As China expands its nuclear energy infrastructure and increases its power capacity, the demand for uranium is also increasing. In 2024, the country imported thirteen thousand tons of natural uranium, while SCMP reports that domestic production is only around seventeen hundred tons. The International Atomic Energy Agency estimates that China’s uranium demand will cross forty thousand tons by 2040.
Demand has reached the point where China’s uranium mines have failed to keep up. Chinese scientists have now directed their attention to the extraction of uranium from the sea. The world’s oceans are estimated to carry a thousand times more uranium ore reserves than on the ground, which is about four and a half billion tons of uranium.
The process is not simple. In seawater, the concentration of heavy metals is extremely low, at just three and a third milligrams per ton. In addition, the presence of the transition metal vanadium in the sea presents a challenge because it has chemical properties similar to uranium, and the two must first be separated through a complicated extraction process.
Greater demand for marine extraction of uranium has led to groundbreaking research. Lanzhou University’s Frontiers Science Centre for Rare Isotopes has developed a technology that improves uranium-vanadium separation efficiency by forty times. This new process can selectively capture uranium ions over vanadium ions.
Professor Pan Duoqiang of the Frontiers Science Centre led the study which was published in the international journal Nature Communications earlier this month. Adapting to large-scale application could secure China a sustainable and independent way of ensuring a dependable uranium supply.
Metal-organic frameworks (MOFs) are a class of compounds that combine inorganic and organic elements. They form a coordination polymer which is distinguished from conventional adsorbents by highly tunable structures, diverse functions, and vast surface areas. These features make MOFs highly effective for selectively separating uranium.
Professor Pan explained that using existing MOF presents certain challenges. He said, “Designing MOFs with overly precise structure-activity relationships often results in a decrease in the specific surface area of the materials and a reduction in the density of active sites.”

(Supplied entries):
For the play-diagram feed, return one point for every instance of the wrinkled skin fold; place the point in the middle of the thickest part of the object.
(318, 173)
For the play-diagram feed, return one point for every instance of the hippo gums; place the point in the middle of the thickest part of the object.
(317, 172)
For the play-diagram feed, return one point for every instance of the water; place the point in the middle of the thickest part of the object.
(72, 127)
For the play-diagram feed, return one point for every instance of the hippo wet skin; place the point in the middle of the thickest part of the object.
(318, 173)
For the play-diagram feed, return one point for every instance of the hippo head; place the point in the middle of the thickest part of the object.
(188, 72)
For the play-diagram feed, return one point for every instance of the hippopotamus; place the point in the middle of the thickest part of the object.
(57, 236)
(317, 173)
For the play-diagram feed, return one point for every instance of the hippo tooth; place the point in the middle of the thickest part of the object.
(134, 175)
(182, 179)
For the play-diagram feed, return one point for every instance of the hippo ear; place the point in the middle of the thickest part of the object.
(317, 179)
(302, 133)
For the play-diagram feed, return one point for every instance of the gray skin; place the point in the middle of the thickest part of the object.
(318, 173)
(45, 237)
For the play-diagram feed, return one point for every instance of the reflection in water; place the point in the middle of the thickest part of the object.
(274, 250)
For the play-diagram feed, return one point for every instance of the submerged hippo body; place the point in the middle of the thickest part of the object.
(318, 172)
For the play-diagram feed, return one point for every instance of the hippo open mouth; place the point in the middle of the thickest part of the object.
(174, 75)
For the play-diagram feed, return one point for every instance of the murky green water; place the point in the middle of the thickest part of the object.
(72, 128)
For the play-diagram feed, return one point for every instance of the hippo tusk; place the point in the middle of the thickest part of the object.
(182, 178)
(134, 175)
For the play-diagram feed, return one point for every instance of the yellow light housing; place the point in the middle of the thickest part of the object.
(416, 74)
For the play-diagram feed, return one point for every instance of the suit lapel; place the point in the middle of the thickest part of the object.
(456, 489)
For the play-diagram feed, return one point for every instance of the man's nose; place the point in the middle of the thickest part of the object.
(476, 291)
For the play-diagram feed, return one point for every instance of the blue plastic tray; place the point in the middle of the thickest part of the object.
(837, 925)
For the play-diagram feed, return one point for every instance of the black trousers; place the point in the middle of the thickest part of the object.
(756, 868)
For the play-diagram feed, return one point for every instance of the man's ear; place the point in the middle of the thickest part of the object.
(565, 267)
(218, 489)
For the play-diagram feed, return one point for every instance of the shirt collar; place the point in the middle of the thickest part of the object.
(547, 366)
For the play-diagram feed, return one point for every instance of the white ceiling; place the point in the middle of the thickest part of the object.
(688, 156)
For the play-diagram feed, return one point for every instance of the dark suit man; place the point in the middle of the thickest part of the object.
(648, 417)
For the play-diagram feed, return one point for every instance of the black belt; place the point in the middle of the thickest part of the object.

(Task 1): Which amounts of uranium measured in tons does the passage on China's uranium supply give?
(Task 2): In the passage on China's uranium supply, by how much does the Lanzhou University technology improve uranium-vanadium separation efficiency?
(Task 3): Continue the passage on China's uranium supply from where it stops.

(Your response 1):
- Thirteen thousand tons of natural uranium imported by China in 2024
- Around seventeen hundred tons of domestic production
- More than forty thousand tons of estimated demand by 2040
- About four and a half billion tons of uranium in the world's oceans

(Your response 2): By forty times.

(Your response 3):
To deal with this issue, researchers integrated hydrocarbon diphenylethylene (DAE) molecules into the MOF materials. This innovation allows the MOFs to adjust their pore size when exposed to ultraviolet light.
The modified DAE-MOF material was tested in simulated and real seawater containing metals similar to uranium to evaluate its uranium adsorption capabilities.
The tests revealed that the DAE-MOF material has a uranium adsorption capacity of five hundred and eighty-eighty milligrams per gram and a uranium-vanadium separation factor of two hundred and fifteen, significantly outperforming all previous materials tested in both simulated and natural seawater conditions.
From the 1980s to the 1990s, Japan led the development of seawater uranium extraction. They achieved the extraction of two and two tenths pounds of yellowcake, or uranium concentrate, through extensive marine trials, the highest yield reported to date.
The state-owned China National Nuclear Corporation, manages all sector aspects. In November 2019 it formed the Seawater Uranium Extraction Technology Innovation Alliance with 14 domestic research institutes.
The alliance has established ambitious objectives for the next thirty years, up to 2050. From 2021 to 2025, the first phase aims to replicate Japan’s pound-level achievement. The alliance’s long-term goals include constructing a ton-scale demonstration plant by 2035 and achieving continuous industrial production by 2050.